* [Task]: Transcribe everything from "She originally posted" down to "to Wickens’ idea." in the article below about Positive Olalla Projects, word for word.

* [Quoted passage]:
:::::
In a time when we’re constantly flooded with bad news and negativity, Lisa Wickens has started a movement called Positive Olalla Projects(POP). And the inspiration behind this idea came from an unlikely pop-culture source.
“I’ve been watching Gilmore Girls, and they have town meetings,” Wickens said.
“In the middle of the night one night, I woke up and thought we should have town meetings.”
She took this idea to Ted Macomber, Olalla Elementary’s principal, to see if they could host the meetings at the school. Macomber agreed, and the project effort took off.
“Olalla used to have a lot of community involvement, and we want to bring that back,” Wickens said.
“Right now is a really amazing time with a lot of growth and in doing things. That’s where this group comes in.”
The group isn’t about sharing what is negatively going on in the community, but instead is trying to create new solutions.
“It’s not about vanishing darkness, it’s about adding light,” Wickens said.
Wickens’ class created gifts and care packages to send to soldiers overseas during the holidays. After witnessing the joy these kids had in doing something good for others, the second-grade teacher wanted to create a non-profit to continue that good will.
POP is a stepping stone in doing that.
She believes that kids need to see good to really believe in it and feel that connection to their community.
“This can appeal to so many,” Wickens said. “Instead of (being) far-reaching, this can affect our own personal corner of the world. It’s really powerful and provides a lot of ownership.”
She originally posted the idea on the Fans of Olalla Facebook page, a place for members of the community to share events and ongoings. People quickly responded to Wickens’ idea.
“We already have 165 people in the Facebook group, and we’re making a website for people who aren’t on Facebook to learn more,” Wickens said.
The group’s first meeting on April 20 brought out 45 adults and 10 kids who were all interested in making their community better. Ages ranged from students in kindergarten to 81-year old women who have lived in the community their entire lives.
:::::
* [Data excerpts]:
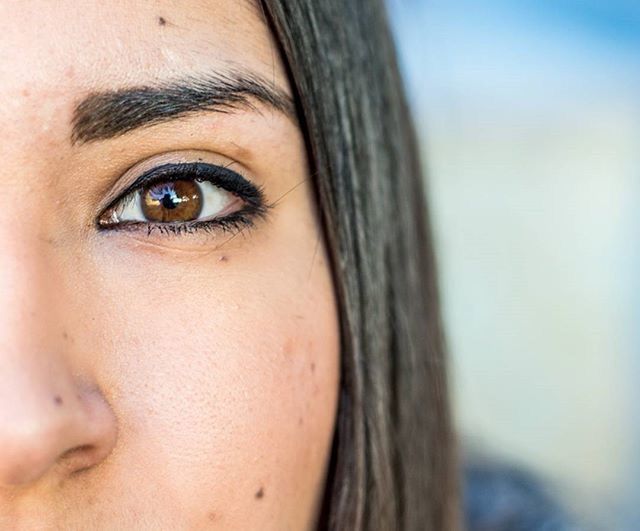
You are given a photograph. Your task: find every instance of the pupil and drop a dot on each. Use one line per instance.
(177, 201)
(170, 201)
:::::
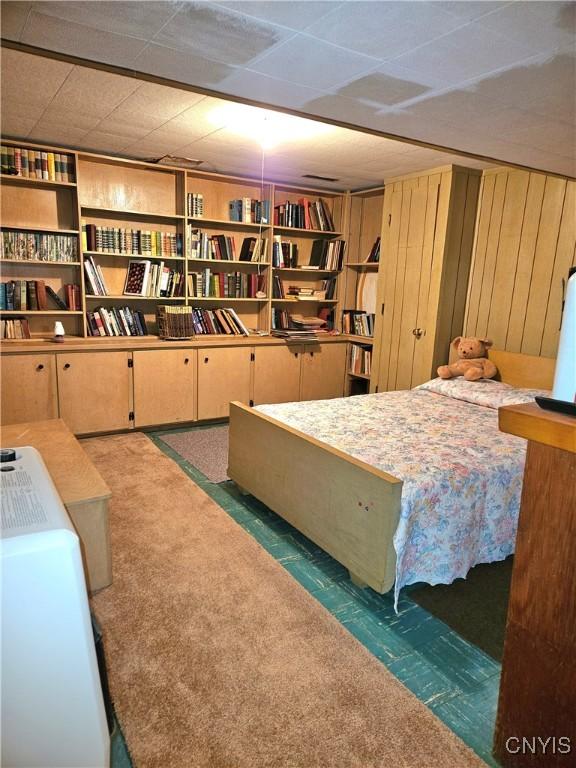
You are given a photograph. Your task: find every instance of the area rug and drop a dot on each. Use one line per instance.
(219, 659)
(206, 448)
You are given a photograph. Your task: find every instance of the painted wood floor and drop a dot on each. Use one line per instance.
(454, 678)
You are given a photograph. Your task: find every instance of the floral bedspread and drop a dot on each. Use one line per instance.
:::::
* [Answer section]:
She originally posted the idea on the Fans of Olalla Facebook page, a place for members of the community to share events and ongoings. People quickly responded to Wickens’ idea.